_YOUR TASK_
Print exactly what appears from the line containing "the white boat." through the final line of the data below, pictures excluded.

-------- RECORD SET

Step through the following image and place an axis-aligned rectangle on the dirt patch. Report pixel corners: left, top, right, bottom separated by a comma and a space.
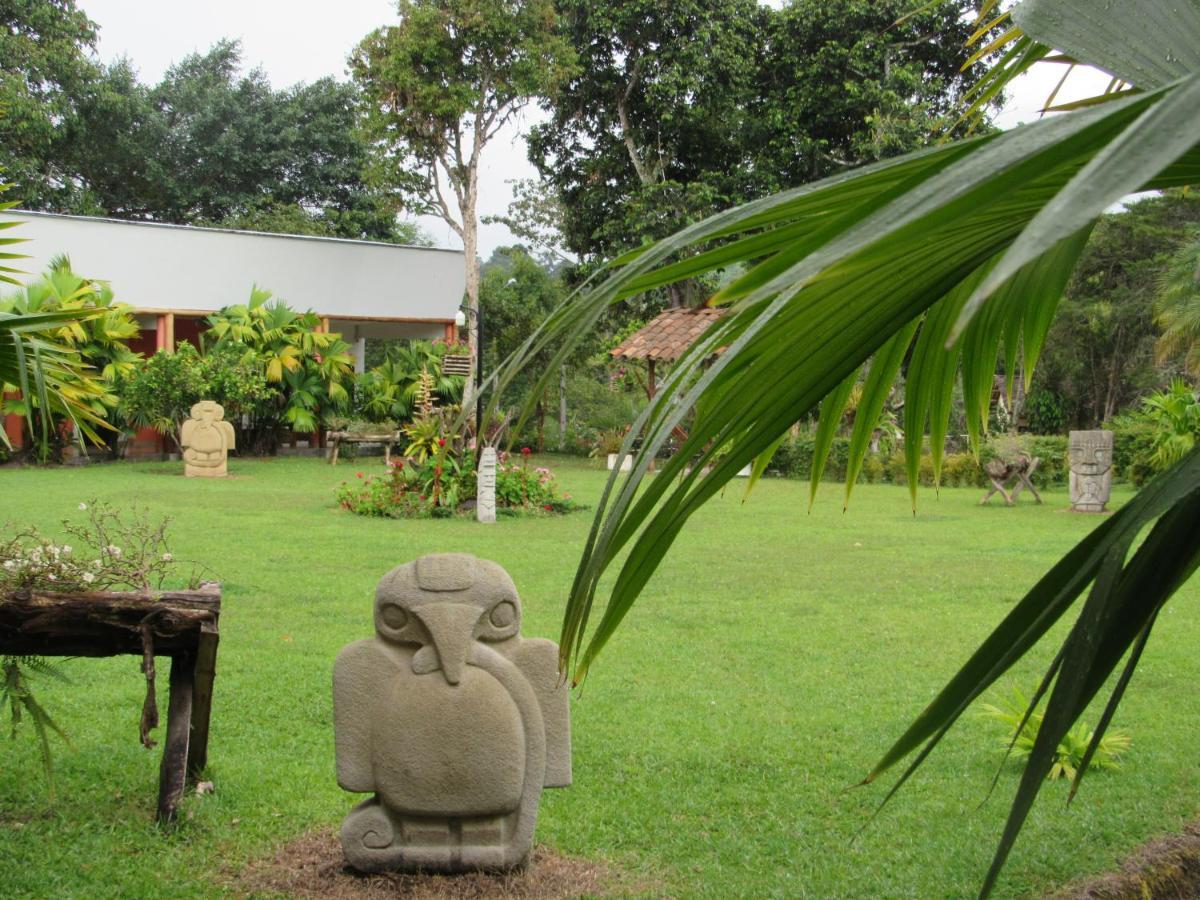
232, 828, 647, 899
1049, 820, 1200, 899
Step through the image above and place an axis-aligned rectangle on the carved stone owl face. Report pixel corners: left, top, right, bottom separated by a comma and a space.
373, 554, 522, 684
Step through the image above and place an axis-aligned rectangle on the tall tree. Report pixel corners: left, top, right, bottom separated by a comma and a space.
1154, 225, 1200, 377
0, 0, 101, 209
350, 0, 576, 405
62, 42, 412, 242
479, 246, 565, 446
529, 0, 766, 291
1031, 192, 1200, 426
530, 0, 989, 276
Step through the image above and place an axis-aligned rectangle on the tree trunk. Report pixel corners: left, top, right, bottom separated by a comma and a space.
461, 216, 481, 418
558, 366, 567, 451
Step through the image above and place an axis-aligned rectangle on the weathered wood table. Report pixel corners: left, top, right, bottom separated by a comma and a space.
0, 584, 221, 823
326, 430, 402, 466
979, 456, 1043, 506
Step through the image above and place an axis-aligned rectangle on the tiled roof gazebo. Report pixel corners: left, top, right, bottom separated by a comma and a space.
610, 307, 723, 398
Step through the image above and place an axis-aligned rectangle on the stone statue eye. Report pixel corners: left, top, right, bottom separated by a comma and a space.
489, 600, 517, 629
381, 605, 409, 630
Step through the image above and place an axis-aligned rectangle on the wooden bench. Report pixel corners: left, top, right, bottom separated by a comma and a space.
980, 456, 1043, 506
326, 430, 402, 466
0, 584, 221, 823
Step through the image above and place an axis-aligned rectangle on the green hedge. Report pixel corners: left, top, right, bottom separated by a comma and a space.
769, 434, 1070, 488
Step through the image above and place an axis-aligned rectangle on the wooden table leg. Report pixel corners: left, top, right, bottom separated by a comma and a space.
187, 627, 219, 780
1020, 473, 1044, 504
157, 651, 195, 825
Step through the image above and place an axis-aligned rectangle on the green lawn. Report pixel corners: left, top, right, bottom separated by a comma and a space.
1, 455, 1197, 898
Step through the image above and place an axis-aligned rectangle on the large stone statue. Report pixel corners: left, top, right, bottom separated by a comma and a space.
477, 447, 497, 524
181, 401, 235, 477
1069, 429, 1113, 513
333, 554, 571, 873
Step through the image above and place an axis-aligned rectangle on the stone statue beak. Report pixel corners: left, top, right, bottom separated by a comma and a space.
414, 603, 484, 685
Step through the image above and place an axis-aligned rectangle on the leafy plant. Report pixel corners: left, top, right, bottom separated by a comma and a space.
1109, 380, 1200, 480
203, 286, 354, 453
490, 0, 1200, 893
982, 685, 1131, 782
0, 256, 138, 462
1153, 225, 1200, 375
1, 656, 72, 799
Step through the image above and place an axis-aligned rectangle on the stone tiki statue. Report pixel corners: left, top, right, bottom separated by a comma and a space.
334, 554, 571, 873
476, 447, 497, 524
181, 401, 235, 477
1069, 429, 1113, 513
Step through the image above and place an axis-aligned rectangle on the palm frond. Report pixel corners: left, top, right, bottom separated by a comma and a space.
490, 1, 1200, 893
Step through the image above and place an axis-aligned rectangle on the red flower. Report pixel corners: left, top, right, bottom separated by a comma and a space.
356, 472, 363, 478
438, 438, 446, 447
543, 504, 552, 511
521, 447, 531, 456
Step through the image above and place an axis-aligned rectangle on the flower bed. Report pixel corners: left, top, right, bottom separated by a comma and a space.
336, 448, 577, 519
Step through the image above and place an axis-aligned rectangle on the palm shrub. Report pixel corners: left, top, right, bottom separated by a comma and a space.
354, 340, 465, 424
1153, 225, 1200, 375
0, 257, 139, 462
1109, 380, 1200, 483
490, 0, 1200, 892
982, 685, 1131, 782
203, 287, 354, 453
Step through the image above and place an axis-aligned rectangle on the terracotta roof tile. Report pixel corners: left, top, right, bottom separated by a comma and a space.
610, 307, 724, 361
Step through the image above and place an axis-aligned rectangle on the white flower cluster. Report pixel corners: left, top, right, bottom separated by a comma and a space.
1, 499, 182, 596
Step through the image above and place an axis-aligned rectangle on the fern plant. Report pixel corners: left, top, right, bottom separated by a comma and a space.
1, 656, 72, 798
982, 686, 1131, 782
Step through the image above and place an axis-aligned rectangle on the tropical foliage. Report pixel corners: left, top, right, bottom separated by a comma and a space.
353, 340, 464, 425
981, 685, 1131, 782
203, 287, 353, 453
492, 0, 1200, 893
0, 257, 136, 461
1153, 225, 1200, 375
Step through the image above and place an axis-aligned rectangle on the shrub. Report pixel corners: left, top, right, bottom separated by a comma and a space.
982, 685, 1131, 782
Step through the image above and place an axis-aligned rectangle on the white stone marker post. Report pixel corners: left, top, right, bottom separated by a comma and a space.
477, 447, 497, 523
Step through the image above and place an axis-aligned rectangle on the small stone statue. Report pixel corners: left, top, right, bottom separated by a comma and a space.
334, 554, 571, 873
1069, 429, 1113, 513
181, 401, 235, 477
477, 447, 497, 524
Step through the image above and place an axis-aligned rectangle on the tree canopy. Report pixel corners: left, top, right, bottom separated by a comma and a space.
351, 0, 576, 399
529, 0, 991, 267
0, 8, 423, 244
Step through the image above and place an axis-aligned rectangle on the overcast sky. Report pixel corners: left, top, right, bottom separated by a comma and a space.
79, 0, 1113, 256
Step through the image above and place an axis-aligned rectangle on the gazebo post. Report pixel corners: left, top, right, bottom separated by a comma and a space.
647, 358, 656, 400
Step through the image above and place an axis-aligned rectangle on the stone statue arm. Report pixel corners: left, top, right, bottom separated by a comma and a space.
180, 419, 196, 450
333, 641, 396, 793
513, 637, 572, 787
216, 420, 235, 450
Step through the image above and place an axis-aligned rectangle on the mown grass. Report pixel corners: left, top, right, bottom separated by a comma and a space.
0, 455, 1197, 898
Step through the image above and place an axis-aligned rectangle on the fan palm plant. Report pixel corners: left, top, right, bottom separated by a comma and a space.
0, 193, 111, 458
1, 257, 141, 459
204, 286, 354, 451
491, 0, 1200, 894
1153, 226, 1200, 375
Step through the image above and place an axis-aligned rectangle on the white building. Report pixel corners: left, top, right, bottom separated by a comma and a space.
8, 211, 466, 367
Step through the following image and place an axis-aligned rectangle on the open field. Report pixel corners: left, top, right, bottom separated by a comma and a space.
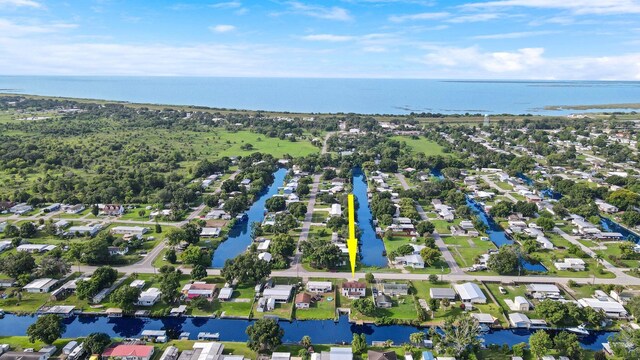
390, 136, 447, 157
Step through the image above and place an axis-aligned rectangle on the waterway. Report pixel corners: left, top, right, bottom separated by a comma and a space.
600, 216, 640, 243
0, 314, 615, 350
466, 197, 547, 272
430, 168, 444, 180
211, 168, 287, 268
352, 168, 388, 267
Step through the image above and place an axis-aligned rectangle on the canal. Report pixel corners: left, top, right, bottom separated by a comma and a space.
0, 314, 615, 350
352, 168, 388, 267
211, 168, 288, 268
466, 197, 547, 272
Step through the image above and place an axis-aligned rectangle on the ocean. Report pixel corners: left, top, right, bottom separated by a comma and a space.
1, 76, 640, 115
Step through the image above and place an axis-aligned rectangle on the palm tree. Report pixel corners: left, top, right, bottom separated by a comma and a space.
301, 335, 312, 349
409, 332, 425, 347
594, 254, 603, 264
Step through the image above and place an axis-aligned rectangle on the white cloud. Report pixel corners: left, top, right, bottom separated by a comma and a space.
0, 0, 41, 8
209, 24, 236, 33
362, 46, 387, 52
345, 0, 435, 5
282, 1, 352, 21
210, 1, 242, 9
416, 45, 640, 79
473, 30, 557, 39
446, 13, 501, 23
461, 0, 640, 15
301, 34, 355, 42
0, 19, 77, 37
389, 12, 450, 22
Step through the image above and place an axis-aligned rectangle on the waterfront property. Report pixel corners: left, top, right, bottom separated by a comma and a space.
211, 168, 287, 267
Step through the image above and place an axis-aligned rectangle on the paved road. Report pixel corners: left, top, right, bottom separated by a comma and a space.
395, 173, 462, 275
292, 132, 333, 273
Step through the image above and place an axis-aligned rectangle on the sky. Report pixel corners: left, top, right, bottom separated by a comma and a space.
0, 0, 640, 79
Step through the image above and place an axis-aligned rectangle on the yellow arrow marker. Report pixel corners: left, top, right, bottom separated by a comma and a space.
347, 193, 358, 278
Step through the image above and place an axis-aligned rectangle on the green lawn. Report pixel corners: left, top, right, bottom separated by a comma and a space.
485, 283, 530, 314
0, 289, 50, 313
311, 211, 329, 223
251, 301, 293, 320
294, 293, 336, 320
444, 236, 496, 269
390, 136, 447, 157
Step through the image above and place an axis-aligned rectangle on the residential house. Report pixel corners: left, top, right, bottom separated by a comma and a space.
429, 288, 456, 300
108, 246, 128, 256
43, 203, 61, 212
67, 224, 101, 237
200, 227, 221, 238
217, 287, 233, 301
454, 283, 487, 304
367, 351, 397, 360
0, 201, 16, 212
506, 296, 531, 312
181, 282, 216, 300
100, 204, 124, 216
9, 203, 33, 215
323, 347, 352, 360
137, 288, 162, 306
330, 204, 342, 217
65, 204, 85, 214
263, 285, 294, 303
341, 281, 366, 299
102, 345, 154, 360
554, 258, 586, 271
111, 226, 148, 239
0, 352, 50, 360
381, 283, 409, 296
256, 297, 276, 312
596, 200, 619, 214
307, 281, 332, 293
130, 280, 146, 289
295, 293, 311, 309
395, 254, 425, 269
375, 294, 393, 308
23, 278, 57, 293
526, 284, 561, 299
578, 298, 628, 318
17, 244, 56, 253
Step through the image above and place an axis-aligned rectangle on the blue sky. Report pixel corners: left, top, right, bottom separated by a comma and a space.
1, 0, 639, 79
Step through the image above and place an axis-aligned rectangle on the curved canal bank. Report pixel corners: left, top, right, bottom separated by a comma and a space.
211, 168, 287, 268
0, 314, 615, 350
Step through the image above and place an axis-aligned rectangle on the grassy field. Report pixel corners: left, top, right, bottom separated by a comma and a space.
444, 236, 496, 269
294, 292, 336, 320
390, 136, 447, 157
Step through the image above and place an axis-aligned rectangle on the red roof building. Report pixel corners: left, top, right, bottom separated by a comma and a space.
102, 345, 154, 360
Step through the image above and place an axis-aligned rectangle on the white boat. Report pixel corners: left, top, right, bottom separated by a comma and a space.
197, 332, 220, 340
479, 324, 490, 334
567, 324, 589, 336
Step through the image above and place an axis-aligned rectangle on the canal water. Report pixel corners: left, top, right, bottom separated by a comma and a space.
600, 216, 640, 243
211, 168, 288, 268
466, 197, 547, 272
430, 168, 444, 180
0, 314, 615, 350
352, 168, 388, 267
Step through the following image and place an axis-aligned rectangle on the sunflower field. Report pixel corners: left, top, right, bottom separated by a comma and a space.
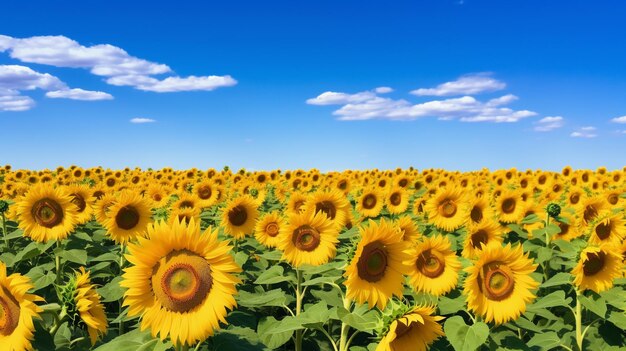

----------------

_PROBLEM SOLUTION_
Step through the image above and place an axis-aligned rectangle on the white boat. Report pixel corners: left, top, right, bottom separated by a comma and a space.
197, 332, 220, 340
479, 324, 490, 334
567, 324, 589, 336
Step through the image above and place an axis-aligned rectangle on the canal water. Report pixel corners: left, top, right, bottom separated by a comma and a space.
600, 216, 640, 243
211, 168, 288, 268
466, 197, 547, 272
430, 168, 444, 180
0, 314, 615, 350
352, 168, 388, 267
Step through the following image and place an axis-aligned rectangle on the sunflower field. Report pixel corners: left, top, right, bottom separated by a comma and a space.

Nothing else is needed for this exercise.